## [Task directions]
Rewrite the part of the passage on Tulsa's infrastructure inequity that begins at the words "Fixing Tulsa’s infrastructure" and stops after "police to arrive.", changing "driver" to "motorist".

## [Extract]
[Start]

Fixing Tulsa’s infrastructure inequity



Kolby Webster is one of Tulsa’s most vocal and visible advocates for cycling and pedestrian infrastructure.

Gary Mason

 

Kolby Webster was a sophomore at Union High School the first time he got hit by a driver. He was on his bike, commuting to work at a restaurant near 71st Street and Memorial Drive, riding on the sidewalk to avoid the heavy flow of traffic. A car swiped him as the driver turned onto the street, sending Webster’s bike sputtering across two lanes of traffic as his body hurled forward through the air.

An older couple pulled over to call 911. They checked on the teenager, dazed in the grass but without serious injuries, and waited with him for the police to arrive.

“I’ll be at the QuikTrip if you need me,” the driver said. Webster never saw him again.

When the cops showed up, they chastised Webster for riding on the sidewalk. “Because it’s against city ordinance—it’s for pedestrians only,” he remembers an officer explaining. “And I’m like, ‘Well, it’s 71st Street.’ And they’re like, ‘Yeah, we wouldn’t ride there either. It’s just what the law says.’”

Webster, and the couple who stopped to help, were perplexed by the seemingly impossible scenario laid out before them. “We’re all just kind of silently nodding,” he says with a puzzled laugh. “I mean, what do you say to that? I’m sitting there with these random people and we’re are all in agreement that this is kind of—dumb. And you just have to shrug and limp home.”

This lit a spark for Webster, who’s been biking as his primary mode of transport since he was eight years old. The incident drew a fundamental question into sharp relief: How can people live their lives safely on bikes and on their feet, in a city built for cars?

[End]

## [Collected data]
[Start]

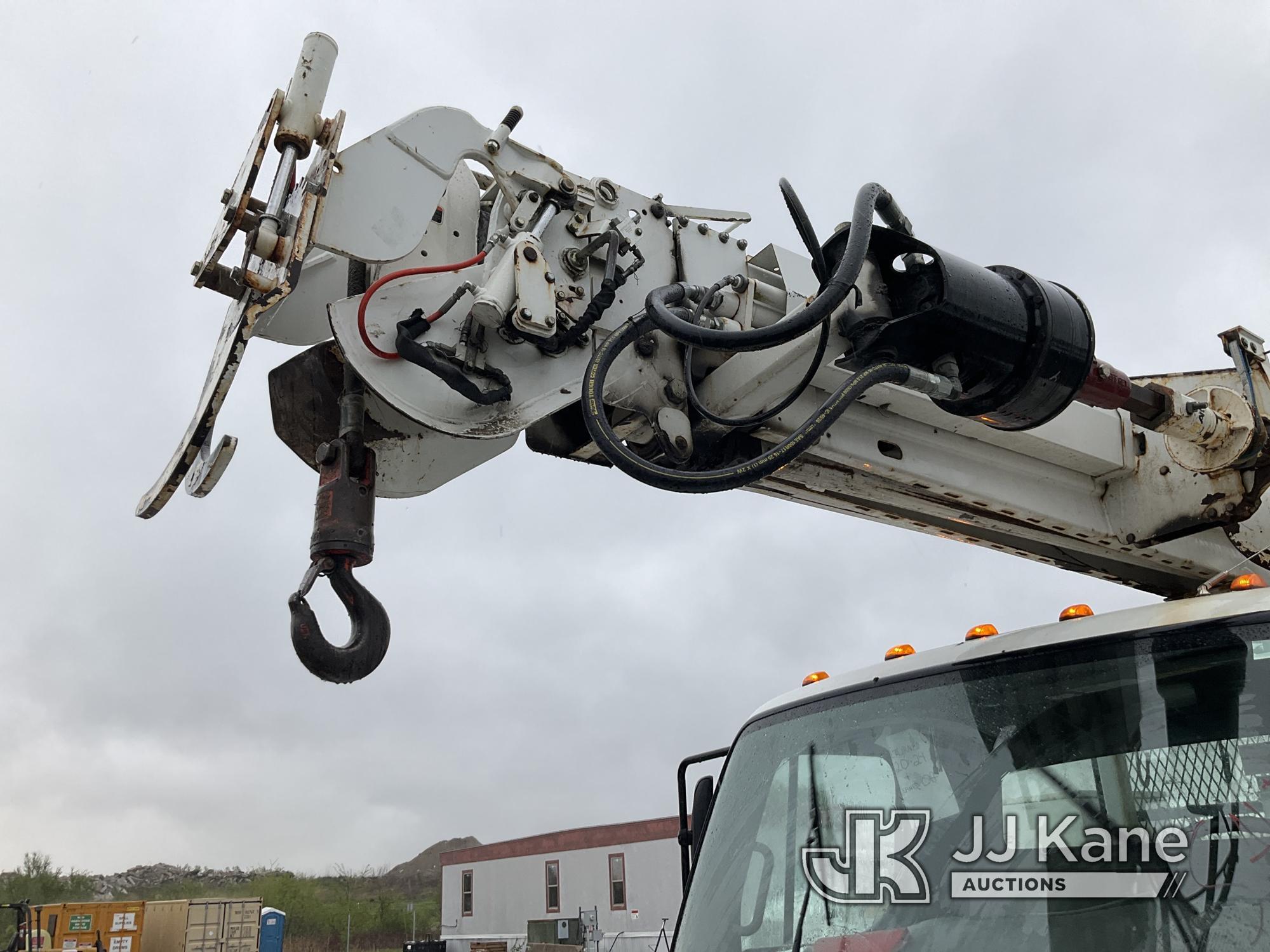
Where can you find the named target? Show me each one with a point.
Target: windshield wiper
(815, 836)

[End]

## [Full response]
Fixing Tulsa’s infrastructure inequity



Kolby Webster is one of Tulsa’s most vocal and visible advocates for cycling and pedestrian infrastructure.

Gary Mason

 

Kolby Webster was a sophomore at Union High School the first time he got hit by a motorist. He was on his bike, commuting to work at a restaurant near 71st Street and Memorial Drive, riding on the sidewalk to avoid the heavy flow of traffic. A car swiped him as the motorist turned onto the street, sending Webster’s bike sputtering across two lanes of traffic as his body hurled forward through the air.

An older couple pulled over to call 911. They checked on the teenager, dazed in the grass but without serious injuries, and waited with him for the police to arrive.